*Passage to read:*
I have thyroid cancer – part 3

It’s been 6+ months since I was diagnosed with papillary thyroid cancer. You can’t begin to understand the emotions, thoughts, fears, doubt, and struggle that follows a cancer diagnosis until you experience it first-hand. Many of our closest friends don’t know how far into hell and back we came, particularly in the first 6 weeks after the diagnosis.

I was very fortunate to learn about antiangiogenic therapy as a possible form of treatment for my cancer. With the help of medical observation from our doctors, we proceeded to self-medicate according to this treatment method. I say self-medicate because in the US (being the highly litigious society that we are) MD’s expose themselves to a large liability risk if they prescripe or recommend a treatment method that, while effective, has not yet passed the rigors of research required by the standards bodies to pass as a standard treatment option. Our experience has really opened our eyes about this system, its limitations, and its strengths.

I’m writing today for two reasons:

  1. because last week we were dropped by our endocrinologist because of the risk of liability that has become prominant in the American health care system and
  2. because in the 6 months that we’ve been undergoing this treatment, the tumor has not responded fast enough the treatment and we honestly can’t be sure that any amount of progress made is attributed to my self-treatment.

I’ve had to learn some hard lessons this last week:

  • In the eyes of the American medical system, I’m a liability first, a patient second (a very hard fact to swallow).
  • At this period in history, there is no reliably accurate means of measuring a thyroid nodule’s growth. Ultrasounds appear to be so limited in their ability to measure a nodule’s size that they can be up to an entire centimeter off base. All an ultrasound can reliably confirm is that a tumor exists in a certain 2 dimensional space within your thyroid and it is X cm in size, give or take 1 cm. For our purposes, this is entirely unhelpful.

*Information shown:*

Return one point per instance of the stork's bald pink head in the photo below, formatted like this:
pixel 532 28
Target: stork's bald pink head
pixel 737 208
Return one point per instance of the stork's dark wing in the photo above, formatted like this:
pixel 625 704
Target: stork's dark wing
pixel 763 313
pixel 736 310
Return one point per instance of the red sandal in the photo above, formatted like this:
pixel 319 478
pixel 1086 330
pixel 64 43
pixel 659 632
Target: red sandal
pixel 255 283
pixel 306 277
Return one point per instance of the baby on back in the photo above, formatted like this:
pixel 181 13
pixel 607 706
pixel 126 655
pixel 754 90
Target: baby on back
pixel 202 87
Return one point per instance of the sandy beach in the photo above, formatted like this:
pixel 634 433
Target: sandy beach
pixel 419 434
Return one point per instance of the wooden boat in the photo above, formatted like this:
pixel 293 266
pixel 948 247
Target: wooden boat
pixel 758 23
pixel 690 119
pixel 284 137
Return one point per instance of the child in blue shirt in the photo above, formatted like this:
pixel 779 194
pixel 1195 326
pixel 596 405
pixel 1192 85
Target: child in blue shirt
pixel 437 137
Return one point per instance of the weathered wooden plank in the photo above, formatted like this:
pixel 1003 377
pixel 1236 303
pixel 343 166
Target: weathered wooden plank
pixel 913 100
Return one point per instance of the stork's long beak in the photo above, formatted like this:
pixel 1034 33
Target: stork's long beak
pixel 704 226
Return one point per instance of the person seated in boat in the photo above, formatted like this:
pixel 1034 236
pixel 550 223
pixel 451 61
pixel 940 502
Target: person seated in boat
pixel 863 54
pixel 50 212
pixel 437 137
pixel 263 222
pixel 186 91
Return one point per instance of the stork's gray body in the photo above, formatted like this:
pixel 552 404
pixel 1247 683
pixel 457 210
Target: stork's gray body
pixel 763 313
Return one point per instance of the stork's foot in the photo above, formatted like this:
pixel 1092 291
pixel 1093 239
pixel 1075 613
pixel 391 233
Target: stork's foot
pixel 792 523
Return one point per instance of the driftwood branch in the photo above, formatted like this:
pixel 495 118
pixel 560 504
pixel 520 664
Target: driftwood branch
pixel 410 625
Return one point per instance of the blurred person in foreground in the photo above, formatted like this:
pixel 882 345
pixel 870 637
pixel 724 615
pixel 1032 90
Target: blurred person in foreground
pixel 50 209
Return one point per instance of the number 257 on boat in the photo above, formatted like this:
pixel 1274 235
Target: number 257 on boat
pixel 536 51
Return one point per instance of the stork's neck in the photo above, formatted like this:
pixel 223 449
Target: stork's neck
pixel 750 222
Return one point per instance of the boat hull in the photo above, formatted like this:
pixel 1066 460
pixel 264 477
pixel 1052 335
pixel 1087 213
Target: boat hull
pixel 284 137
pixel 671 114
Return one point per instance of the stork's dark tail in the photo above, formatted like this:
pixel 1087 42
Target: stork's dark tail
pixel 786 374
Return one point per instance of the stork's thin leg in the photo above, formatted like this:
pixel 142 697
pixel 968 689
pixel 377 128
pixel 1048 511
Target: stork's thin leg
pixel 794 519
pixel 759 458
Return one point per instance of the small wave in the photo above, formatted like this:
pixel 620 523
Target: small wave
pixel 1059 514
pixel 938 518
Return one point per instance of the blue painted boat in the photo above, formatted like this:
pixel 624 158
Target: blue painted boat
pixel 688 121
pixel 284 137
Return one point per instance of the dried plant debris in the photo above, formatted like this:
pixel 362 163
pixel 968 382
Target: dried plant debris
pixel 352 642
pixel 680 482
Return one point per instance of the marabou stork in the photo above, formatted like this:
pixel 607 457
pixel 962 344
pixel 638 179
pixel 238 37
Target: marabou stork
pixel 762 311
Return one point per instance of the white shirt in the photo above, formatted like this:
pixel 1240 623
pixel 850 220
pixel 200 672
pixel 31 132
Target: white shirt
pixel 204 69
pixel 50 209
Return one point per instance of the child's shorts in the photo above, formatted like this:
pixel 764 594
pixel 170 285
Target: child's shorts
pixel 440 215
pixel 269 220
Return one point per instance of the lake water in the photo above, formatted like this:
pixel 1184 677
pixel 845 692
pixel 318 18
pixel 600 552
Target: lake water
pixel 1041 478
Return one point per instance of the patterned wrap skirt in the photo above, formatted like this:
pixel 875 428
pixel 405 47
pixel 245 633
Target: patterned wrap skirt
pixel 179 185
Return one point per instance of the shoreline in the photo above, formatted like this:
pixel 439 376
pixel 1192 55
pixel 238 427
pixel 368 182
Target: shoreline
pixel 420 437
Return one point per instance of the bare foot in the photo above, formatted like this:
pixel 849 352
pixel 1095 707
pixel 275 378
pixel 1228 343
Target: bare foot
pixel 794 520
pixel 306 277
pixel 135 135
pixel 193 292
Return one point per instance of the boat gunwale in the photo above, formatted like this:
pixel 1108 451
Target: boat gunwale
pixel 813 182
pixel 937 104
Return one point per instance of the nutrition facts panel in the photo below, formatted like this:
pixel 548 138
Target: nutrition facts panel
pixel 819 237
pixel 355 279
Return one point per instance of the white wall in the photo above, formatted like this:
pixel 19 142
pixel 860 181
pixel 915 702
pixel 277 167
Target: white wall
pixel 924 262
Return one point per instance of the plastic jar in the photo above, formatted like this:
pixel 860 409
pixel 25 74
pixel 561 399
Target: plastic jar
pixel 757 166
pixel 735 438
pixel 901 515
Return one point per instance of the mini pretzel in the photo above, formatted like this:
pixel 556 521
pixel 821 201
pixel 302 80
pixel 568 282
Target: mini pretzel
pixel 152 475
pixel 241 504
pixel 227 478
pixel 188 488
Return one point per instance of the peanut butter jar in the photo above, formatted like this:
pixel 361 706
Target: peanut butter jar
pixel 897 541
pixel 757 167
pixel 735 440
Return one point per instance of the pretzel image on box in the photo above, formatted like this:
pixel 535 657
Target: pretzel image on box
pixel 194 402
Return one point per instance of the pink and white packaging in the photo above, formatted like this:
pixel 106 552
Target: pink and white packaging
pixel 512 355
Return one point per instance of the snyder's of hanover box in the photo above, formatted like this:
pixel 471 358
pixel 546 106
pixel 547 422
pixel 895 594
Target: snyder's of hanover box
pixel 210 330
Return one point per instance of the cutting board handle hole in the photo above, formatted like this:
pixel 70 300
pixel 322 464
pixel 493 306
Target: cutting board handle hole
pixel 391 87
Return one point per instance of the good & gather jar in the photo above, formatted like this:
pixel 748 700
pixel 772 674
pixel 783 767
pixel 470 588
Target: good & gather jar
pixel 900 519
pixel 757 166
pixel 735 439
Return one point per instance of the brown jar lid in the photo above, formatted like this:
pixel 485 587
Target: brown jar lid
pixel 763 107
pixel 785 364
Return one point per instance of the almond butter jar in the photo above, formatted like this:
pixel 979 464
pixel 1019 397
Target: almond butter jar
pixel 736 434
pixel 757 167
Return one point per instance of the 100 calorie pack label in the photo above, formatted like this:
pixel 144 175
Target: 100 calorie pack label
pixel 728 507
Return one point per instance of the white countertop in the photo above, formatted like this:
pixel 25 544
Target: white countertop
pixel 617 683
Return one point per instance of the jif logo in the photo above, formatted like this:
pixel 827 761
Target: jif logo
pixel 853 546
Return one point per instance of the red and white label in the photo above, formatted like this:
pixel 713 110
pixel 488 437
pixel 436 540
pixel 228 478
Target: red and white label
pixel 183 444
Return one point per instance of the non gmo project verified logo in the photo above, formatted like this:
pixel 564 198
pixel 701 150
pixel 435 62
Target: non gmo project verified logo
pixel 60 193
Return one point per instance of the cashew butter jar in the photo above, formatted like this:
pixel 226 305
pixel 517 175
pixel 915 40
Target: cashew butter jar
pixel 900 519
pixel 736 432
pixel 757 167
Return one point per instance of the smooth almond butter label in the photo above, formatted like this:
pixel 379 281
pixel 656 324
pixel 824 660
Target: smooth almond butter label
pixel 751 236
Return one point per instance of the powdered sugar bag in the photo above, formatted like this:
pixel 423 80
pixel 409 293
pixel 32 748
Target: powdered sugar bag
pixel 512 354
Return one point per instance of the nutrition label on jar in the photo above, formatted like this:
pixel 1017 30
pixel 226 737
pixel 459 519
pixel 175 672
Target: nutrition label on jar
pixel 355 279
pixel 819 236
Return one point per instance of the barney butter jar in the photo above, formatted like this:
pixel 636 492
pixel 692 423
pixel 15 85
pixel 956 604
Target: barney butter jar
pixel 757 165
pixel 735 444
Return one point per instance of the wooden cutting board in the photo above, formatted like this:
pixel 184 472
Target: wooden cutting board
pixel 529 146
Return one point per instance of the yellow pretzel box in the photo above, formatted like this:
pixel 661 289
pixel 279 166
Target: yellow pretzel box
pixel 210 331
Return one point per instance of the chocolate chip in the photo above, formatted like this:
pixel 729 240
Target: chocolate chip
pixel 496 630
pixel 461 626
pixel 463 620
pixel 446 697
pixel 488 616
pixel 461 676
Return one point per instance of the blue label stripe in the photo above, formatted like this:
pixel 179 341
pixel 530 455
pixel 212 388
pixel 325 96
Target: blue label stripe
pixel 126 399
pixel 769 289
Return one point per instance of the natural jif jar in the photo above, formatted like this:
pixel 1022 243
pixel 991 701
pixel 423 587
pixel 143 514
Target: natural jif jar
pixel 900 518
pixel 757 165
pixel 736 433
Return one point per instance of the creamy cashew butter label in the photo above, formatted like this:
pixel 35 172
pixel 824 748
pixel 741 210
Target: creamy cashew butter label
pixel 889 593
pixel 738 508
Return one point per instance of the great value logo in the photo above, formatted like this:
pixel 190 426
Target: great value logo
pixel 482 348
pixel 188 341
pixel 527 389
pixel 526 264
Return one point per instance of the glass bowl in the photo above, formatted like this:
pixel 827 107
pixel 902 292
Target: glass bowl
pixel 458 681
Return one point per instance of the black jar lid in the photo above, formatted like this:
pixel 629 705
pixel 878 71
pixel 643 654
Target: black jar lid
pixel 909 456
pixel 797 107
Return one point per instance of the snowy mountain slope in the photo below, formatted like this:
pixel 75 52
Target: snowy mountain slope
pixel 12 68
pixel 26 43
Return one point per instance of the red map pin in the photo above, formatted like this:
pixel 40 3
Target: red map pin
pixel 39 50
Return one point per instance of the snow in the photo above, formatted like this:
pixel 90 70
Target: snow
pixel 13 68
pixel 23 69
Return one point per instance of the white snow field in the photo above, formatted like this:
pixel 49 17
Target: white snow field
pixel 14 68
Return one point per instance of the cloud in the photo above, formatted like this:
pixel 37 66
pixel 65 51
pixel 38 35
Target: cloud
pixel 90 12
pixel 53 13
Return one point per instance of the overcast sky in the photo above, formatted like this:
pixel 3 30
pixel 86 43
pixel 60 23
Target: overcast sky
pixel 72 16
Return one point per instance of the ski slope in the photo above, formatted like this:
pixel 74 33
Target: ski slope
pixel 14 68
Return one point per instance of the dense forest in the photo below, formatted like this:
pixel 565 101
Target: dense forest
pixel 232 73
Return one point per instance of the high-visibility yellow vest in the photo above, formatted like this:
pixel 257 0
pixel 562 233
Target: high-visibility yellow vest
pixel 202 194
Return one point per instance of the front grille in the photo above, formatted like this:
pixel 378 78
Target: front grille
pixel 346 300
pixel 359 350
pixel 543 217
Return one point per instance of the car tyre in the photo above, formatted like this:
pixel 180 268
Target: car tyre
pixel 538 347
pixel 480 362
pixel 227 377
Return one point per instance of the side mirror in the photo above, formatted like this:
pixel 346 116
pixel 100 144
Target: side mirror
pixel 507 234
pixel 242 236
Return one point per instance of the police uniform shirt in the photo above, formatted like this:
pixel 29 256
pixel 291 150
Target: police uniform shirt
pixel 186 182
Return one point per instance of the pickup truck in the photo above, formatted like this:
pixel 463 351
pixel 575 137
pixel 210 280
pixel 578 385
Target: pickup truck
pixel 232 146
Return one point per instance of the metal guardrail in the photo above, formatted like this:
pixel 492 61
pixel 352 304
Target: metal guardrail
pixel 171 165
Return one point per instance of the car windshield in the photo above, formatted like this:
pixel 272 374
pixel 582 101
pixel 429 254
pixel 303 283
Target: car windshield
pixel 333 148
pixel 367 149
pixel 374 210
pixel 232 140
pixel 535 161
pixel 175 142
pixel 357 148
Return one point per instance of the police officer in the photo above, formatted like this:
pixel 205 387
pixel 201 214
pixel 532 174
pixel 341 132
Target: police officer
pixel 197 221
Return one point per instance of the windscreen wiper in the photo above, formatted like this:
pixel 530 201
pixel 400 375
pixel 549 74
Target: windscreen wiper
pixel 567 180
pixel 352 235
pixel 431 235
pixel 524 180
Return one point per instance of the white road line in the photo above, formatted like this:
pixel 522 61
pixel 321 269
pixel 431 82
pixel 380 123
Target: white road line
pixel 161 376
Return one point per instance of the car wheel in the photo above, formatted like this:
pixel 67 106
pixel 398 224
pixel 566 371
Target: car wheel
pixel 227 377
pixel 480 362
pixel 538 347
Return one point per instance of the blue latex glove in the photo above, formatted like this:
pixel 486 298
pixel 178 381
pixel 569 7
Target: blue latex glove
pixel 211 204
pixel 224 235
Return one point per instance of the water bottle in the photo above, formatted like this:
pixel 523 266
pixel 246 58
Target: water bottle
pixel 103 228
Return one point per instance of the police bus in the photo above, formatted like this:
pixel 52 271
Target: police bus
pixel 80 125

*Exercises to complete:*
[1] Why does the thyroid cancer post call the treatment self-medication? Answer in one to three sentences.
[2] Can you shorten the paragraph of the thyroid cancer post that begins "I was very fortunate" while keeping its main facts?
[3] Transcribe the thyroid cancer post between "I’ve had to" and "is entirely unhelpful.", inclusive.
You won't need the lines.

*Per-task outputs:*
[1] In the US, doctors take on a large liability risk if they prescribe or recommend a treatment that has not yet passed the research standards required to become a standard option, even if it is effective. So the author took the antiangiogenic therapy without a prescription, with doctors only providing medical observation.

[2] The author learned of antiangiogenic therapy as a possible cancer treatment and, with doctors providing medical observation, self-medicated with it. It was self-medication because US doctors face heavy liability if they prescribe or recommend an effective treatment that hasn't yet passed the research standards for a standard option. The experience showed the author the system's limitations and strengths.

[3]
I’ve had to learn some hard lessons this last week:

  • In the eyes of the American medical system, I’m a liability first, a patient second (a very hard fact to swallow).
  • At this period in history, there is no reliably accurate means of measuring a thyroid nodule’s growth. Ultrasounds appear to be so limited in their ability to measure a nodule’s size that they can be up to an entire centimeter off base. All an ultrasound can reliably confirm is that a tumor exists in a certain 2 dimensional space within your thyroid and it is X cm in size, give or take 1 cm. For our purposes, this is entirely unhelpful.